§ Article
>>>
The CGI-animated feature from DisneyToon Studios was conceived from the ground up as a movie that would be worthy of its subject matter and the studio’s plans for it as a mid-summer release, due July 18 in theaters in stereoscop­ic 3-D.

Planes: Fire & Rescue picks up where last year’s racing comedy Planes left off. Now a champion racer, Dusty Crophopper (voiced by Dane Cook) learns racing has damaged his engine, which cannot be replaced. When a mishap at Propwash Junction leaves it without fire protection, Dusty steps in and heads up to get certified with the air attack team at Piston Peak National Park. There, under the tutelage of Blade Ranger (Ed Harris), Dusty finds renewed purpose as he takes on the very difficult task of learning to fight fires in the park on a daily basis.

The film also features the voices of Julie Bowen as Li’l Dipper, Curtis Armstrong as Maru, John Michael Higgins as Cad, Hal Holbrook as Mayday, Wes Studi as Windlifter, Regina King as Dynamite and the real-life couple Jerry Stiller and Anne Meara as Harvey and Winnie.

Studio veteran Bobs Gannaway directed and co-wrote with Jeff Howard the feature, which — despite the first Planes having only been released last year — has been in the works since 2010, one year after work began on the first film.
<<<
§ Given request A
According to the article, who voices Blade Ranger?
§ Given request B
Write out the part of the article starting at "The film also" and ending at "Harvey and Winnie.".

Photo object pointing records
>>>
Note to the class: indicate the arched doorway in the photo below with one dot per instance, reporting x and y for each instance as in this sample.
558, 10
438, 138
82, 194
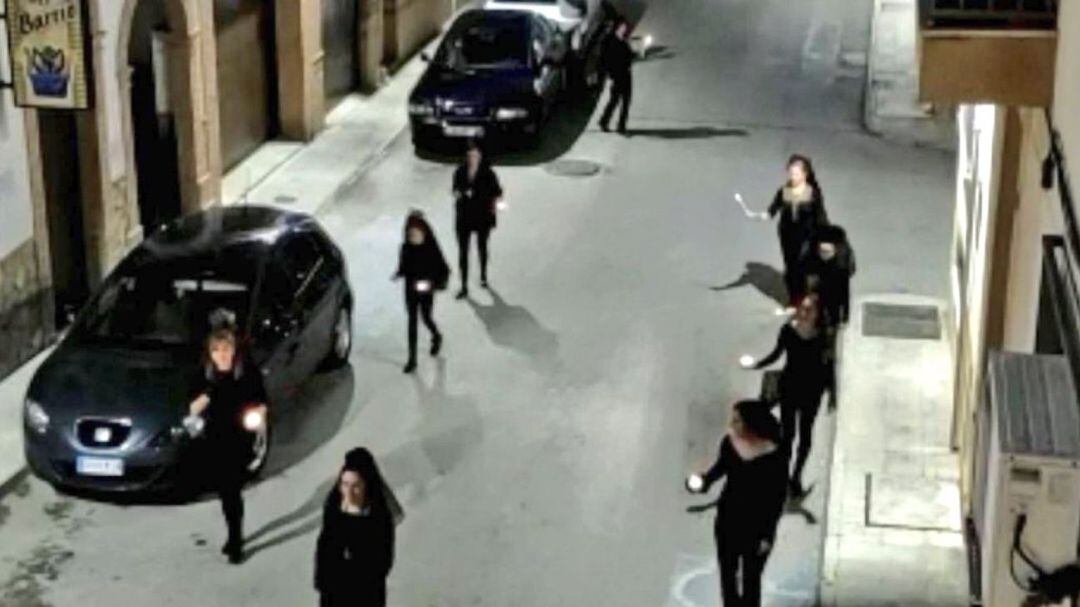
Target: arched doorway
151, 58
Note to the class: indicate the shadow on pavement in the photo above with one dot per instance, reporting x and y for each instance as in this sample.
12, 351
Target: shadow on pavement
766, 279
306, 518
449, 429
313, 419
657, 53
569, 119
687, 133
516, 328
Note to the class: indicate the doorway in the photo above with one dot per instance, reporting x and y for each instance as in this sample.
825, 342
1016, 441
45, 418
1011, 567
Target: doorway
153, 125
246, 77
64, 212
340, 49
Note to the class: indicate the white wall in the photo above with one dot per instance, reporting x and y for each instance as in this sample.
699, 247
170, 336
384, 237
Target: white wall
16, 207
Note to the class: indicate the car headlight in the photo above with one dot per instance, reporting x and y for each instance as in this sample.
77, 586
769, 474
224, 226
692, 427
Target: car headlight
37, 419
511, 113
420, 109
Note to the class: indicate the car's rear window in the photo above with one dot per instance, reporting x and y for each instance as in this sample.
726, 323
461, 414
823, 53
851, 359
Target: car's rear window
496, 43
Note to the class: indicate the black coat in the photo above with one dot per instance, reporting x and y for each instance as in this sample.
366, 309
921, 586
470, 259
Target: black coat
230, 393
799, 221
475, 199
423, 262
618, 58
353, 555
832, 281
753, 498
806, 364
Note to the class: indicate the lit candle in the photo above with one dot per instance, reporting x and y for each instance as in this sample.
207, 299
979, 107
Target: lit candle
696, 483
254, 419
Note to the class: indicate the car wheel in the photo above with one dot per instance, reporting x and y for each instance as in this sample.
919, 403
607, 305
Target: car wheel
260, 450
340, 340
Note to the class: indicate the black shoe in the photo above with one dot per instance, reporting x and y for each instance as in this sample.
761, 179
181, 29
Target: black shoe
795, 490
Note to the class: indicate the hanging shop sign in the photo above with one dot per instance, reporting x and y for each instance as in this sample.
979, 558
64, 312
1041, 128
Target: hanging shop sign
49, 53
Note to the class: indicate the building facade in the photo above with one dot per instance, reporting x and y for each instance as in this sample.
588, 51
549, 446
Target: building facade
183, 91
1013, 193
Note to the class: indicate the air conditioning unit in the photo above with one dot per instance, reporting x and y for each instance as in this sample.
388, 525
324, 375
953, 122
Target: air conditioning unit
1026, 504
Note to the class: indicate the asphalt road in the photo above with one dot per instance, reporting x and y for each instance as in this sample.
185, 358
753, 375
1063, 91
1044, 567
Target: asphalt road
540, 460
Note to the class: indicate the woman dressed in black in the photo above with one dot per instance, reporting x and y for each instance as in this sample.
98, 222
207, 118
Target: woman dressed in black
805, 347
476, 192
422, 266
753, 460
231, 391
801, 207
355, 548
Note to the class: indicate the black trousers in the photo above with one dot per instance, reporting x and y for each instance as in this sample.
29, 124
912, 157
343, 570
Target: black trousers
797, 416
229, 484
419, 305
366, 595
464, 237
738, 556
621, 93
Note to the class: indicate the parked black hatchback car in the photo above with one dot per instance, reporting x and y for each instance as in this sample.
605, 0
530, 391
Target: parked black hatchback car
496, 73
104, 412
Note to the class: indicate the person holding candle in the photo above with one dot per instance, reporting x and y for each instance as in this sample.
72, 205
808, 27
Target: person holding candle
424, 271
754, 460
477, 197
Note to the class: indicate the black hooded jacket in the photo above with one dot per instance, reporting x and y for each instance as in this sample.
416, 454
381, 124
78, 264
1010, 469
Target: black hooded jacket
354, 553
475, 199
753, 498
423, 262
799, 219
831, 279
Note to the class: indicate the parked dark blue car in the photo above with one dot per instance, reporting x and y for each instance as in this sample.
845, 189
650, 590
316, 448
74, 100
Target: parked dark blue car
496, 73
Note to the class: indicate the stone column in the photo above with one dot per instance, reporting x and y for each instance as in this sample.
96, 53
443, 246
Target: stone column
300, 93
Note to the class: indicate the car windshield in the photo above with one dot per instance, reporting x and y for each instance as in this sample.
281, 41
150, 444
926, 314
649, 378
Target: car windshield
169, 301
486, 45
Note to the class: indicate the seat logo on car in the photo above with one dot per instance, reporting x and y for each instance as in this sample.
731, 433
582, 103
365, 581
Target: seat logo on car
103, 435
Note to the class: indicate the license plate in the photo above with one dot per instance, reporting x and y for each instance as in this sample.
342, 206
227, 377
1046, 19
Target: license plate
99, 467
456, 131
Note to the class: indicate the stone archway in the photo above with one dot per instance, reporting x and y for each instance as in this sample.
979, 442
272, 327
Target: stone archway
192, 92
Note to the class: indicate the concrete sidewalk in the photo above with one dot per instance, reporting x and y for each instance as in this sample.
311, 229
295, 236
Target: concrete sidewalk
892, 107
893, 522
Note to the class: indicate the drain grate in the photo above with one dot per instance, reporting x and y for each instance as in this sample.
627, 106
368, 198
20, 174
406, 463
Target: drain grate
572, 167
903, 322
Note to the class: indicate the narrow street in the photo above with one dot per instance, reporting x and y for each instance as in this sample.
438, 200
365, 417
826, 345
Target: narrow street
540, 460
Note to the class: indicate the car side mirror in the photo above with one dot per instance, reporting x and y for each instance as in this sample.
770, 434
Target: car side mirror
570, 10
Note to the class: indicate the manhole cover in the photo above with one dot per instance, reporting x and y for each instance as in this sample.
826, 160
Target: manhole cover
574, 167
903, 322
<<<
§ Expected output A
Ed Harris

§ Expected output B
The film also features the voices of Julie Bowen as Li’l Dipper, Curtis Armstrong as Maru, John Michael Higgins as Cad, Hal Holbrook as Mayday, Wes Studi as Windlifter, Regina King as Dynamite and the real-life couple Jerry Stiller and Anne Meara as Harvey and Winnie.